Dataset rows showing where objects appear:
+++++

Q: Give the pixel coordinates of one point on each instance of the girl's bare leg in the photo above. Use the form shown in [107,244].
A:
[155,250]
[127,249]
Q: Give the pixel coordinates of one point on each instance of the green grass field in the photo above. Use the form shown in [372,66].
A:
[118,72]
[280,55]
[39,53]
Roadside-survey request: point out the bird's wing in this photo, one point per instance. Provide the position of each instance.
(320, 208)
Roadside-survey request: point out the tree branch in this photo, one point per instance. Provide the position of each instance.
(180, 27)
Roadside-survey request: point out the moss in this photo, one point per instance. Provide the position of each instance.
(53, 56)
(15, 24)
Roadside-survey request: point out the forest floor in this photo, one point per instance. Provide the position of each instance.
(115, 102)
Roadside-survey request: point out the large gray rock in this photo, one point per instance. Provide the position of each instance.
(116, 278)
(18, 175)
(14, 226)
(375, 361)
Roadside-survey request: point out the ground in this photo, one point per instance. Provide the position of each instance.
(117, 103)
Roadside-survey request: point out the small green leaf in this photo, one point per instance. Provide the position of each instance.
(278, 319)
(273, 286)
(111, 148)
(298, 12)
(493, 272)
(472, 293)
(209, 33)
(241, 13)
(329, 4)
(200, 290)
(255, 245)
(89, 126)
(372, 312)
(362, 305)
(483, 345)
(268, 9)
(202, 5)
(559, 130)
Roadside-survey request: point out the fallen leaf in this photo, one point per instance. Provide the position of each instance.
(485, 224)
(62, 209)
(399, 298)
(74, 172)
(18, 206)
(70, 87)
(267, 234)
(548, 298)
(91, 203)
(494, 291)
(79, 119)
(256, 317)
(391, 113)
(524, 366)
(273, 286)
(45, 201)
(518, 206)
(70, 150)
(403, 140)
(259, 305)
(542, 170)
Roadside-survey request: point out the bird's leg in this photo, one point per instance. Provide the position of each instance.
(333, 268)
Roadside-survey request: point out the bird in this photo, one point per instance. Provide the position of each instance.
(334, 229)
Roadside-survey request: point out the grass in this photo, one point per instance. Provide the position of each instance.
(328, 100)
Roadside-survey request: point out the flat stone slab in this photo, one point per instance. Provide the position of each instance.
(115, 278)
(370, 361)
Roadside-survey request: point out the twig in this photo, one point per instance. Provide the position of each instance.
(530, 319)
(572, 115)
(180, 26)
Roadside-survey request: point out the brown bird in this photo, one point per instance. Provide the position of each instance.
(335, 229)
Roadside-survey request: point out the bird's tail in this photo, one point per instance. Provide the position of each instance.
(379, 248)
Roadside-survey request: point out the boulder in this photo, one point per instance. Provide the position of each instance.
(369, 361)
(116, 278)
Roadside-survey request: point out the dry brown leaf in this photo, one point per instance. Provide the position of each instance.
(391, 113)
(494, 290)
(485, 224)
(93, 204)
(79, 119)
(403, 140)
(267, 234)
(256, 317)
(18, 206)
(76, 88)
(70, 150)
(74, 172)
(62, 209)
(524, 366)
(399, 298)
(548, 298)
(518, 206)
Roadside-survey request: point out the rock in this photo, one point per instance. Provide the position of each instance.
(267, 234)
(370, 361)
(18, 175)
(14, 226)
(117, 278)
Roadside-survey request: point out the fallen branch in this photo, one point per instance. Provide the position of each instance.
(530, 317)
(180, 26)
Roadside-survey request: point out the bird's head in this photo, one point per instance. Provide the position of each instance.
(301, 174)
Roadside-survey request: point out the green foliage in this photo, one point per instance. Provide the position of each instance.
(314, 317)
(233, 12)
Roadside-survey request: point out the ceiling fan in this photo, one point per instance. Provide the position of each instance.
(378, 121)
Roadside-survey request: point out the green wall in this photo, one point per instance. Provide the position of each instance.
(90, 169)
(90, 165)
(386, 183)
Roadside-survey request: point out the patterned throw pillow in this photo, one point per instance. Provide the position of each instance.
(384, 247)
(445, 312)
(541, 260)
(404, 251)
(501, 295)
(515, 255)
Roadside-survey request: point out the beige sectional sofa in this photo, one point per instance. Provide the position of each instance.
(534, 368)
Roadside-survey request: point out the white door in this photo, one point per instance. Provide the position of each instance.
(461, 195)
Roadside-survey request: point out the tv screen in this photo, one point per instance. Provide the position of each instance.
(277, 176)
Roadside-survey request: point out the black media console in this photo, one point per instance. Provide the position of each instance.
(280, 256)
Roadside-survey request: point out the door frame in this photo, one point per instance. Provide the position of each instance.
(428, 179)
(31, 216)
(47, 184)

+++++

SET EXERCISE: Shift every coordinate in the answers by -97. Rewrite the lines from the line with "Roadside-survey request: point out the ceiling" through the end of the listing, keeping the request lines as they are.

RESPONSE TO THE TASK:
Roadside-survey request: point out the ceiling fan in this photo, one point per instance. Provide the position of each instance.
(281, 24)
Roadside-survey request: point out the green wall in this photo, one point per instance. Provide the position of each instance.
(-7, 72)
(-7, 68)
(289, 86)
Roadside-survey request: point out the patterned throw pillow in this photo, one point per instance. Provide the position of each instance.
(287, 150)
(348, 215)
(444, 163)
(307, 154)
(404, 198)
(418, 158)
Roadside-survey request: point out the beige sectional sofa in this photo, one point per instance. Provide the position of each instance.
(437, 271)
Roadside-survey request: point out the white door in this photo, one point per instance. Provide the position of each instance.
(364, 98)
Roadside-survey request: point out the tv screen in this photo, one point per instance. Provide the position of each instance.
(180, 79)
Roadside-survey request: point out the black media console in this photo, one point per instance. Provide the position of each instance.
(183, 159)
Roadside-survey request: point out the door frame in this photo, one point per instance. Provide the position of each instance.
(331, 82)
(-66, 119)
(-50, 87)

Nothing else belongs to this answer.